Article 18. Intermodal transport

The airlines of each Contracting Party shall be permitted to employ, in connection with air transport, any intermodal transport to or from any points in the territories of the Contracting Parties or third countries. Airlines may elect to perform their own intermodal transport or to provide it through arrangements, including code share, with other carriers. Such intermodal services may be offered as a through service and at a single price for the air and intermodal transport combined, provided that passengers and shippers are informed as to the providers of the transport involved.

Article 19. Consultation

Either Contracting Party may at any time request consultations on the implementation, interpretation, application or amendment of this Agreement or compliance with this Agreement. Such consultations, which may be between aeronautical authorities, shall begin within a period of 60 days from the date the other Contracting Party receives a written request, unless otherwise agreed by the Contracting Parties.

Article 20. Settlement of Disputes

  • 1 If any dispute arises between the Contracting Parties relating to the interpretation or application of this Agreement, the Contracting Parties shall in the first place try to settle it by negotiation.

  • 2 If the Contracting Parties fail to reach a settlement of the dispute by negotiation, it may be referred by them to such person or body as they may agree on or, at the request of either Contracting Party, shall be submitted for decision to a tribunal of three arbitrators which shall be constituted in the following manner:

    • a) within 30 days after receipt of a request for arbitration, each Contracting Party shall appoint one arbitrator. A national of a third State, who shall act as President of the tribunal, shall be appointed as the third arbitrator by agreement between the two arbitrators, within 60 days of the appointment of the second;

    • b) if within the time limits specified above any appointment has not been made, either Contracting Party may request the President of the International Court of Justice to make the necessary appointment within 30 days. If the President has the nationality of one of the Contracting Parties, the Vice-President shall be requested to make the appointment. If the Vice-President has the nationality of one of the Contracting Parties, the Member of the International Court of Justice next in seniority who does not have the nationality of one of the Contracting Parties shall be requested to make the appointment.
****************
Exercise task: In the agreement excerpt above, condense the paragraph that begins "The airlines of each Contracting Party shall be permitted" into a short bulleted list that keeps its main facts.

Recorded information:
****************
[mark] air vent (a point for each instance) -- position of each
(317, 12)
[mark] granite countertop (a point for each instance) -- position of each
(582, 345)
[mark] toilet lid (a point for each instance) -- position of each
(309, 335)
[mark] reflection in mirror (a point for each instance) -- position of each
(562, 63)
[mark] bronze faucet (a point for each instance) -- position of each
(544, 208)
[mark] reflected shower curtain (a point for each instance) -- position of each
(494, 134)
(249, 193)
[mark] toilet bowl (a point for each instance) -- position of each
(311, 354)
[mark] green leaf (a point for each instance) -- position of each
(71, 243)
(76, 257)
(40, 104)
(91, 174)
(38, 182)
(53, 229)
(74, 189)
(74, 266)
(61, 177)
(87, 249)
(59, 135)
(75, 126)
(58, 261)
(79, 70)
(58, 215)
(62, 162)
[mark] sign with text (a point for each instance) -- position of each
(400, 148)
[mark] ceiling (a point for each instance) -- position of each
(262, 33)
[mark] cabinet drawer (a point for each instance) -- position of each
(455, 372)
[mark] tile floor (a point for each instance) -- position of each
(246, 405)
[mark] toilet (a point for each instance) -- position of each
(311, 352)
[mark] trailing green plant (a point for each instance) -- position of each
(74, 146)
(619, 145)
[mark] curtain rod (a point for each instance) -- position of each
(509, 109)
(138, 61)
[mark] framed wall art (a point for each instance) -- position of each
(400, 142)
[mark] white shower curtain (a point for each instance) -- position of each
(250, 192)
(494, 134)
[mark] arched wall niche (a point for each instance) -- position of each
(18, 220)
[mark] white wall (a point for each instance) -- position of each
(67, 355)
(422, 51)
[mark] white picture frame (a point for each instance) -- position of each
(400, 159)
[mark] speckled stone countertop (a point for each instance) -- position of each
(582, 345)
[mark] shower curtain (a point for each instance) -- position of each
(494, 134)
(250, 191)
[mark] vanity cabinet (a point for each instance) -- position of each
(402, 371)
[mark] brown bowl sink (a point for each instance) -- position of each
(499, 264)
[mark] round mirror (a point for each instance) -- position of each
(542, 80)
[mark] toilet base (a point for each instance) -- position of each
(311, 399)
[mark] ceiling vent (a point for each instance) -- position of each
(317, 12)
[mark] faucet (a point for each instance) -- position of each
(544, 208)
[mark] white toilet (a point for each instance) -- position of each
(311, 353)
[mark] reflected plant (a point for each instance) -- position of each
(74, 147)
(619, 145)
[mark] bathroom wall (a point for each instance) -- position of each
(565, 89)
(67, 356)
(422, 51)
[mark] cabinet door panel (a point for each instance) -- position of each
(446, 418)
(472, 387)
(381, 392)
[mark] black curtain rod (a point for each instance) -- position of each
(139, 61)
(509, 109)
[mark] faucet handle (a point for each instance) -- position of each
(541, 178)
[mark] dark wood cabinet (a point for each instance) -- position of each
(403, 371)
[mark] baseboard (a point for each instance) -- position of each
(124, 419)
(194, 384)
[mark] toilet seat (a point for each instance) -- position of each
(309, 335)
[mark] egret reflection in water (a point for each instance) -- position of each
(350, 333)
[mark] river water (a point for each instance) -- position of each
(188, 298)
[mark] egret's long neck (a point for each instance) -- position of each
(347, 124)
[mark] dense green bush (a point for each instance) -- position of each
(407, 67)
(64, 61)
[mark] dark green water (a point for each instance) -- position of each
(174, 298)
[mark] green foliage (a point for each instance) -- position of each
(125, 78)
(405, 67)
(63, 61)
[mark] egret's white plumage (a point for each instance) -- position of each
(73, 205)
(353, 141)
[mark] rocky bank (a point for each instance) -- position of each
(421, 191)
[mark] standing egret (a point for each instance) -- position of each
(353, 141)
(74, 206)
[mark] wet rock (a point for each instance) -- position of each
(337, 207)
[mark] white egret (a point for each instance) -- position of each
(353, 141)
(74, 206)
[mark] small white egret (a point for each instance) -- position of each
****************
In response:
- Airlines of each Contracting Party may use any intermodal transport, in connection with air transport, to or from any points in the Contracting Parties' territories or in third countries.
- Airlines may provide this transport themselves or through arrangements with other carriers, including code share.
- Air and intermodal transport may be sold together as a through service at a single price.
- Passengers and shippers must be told who provides the transport.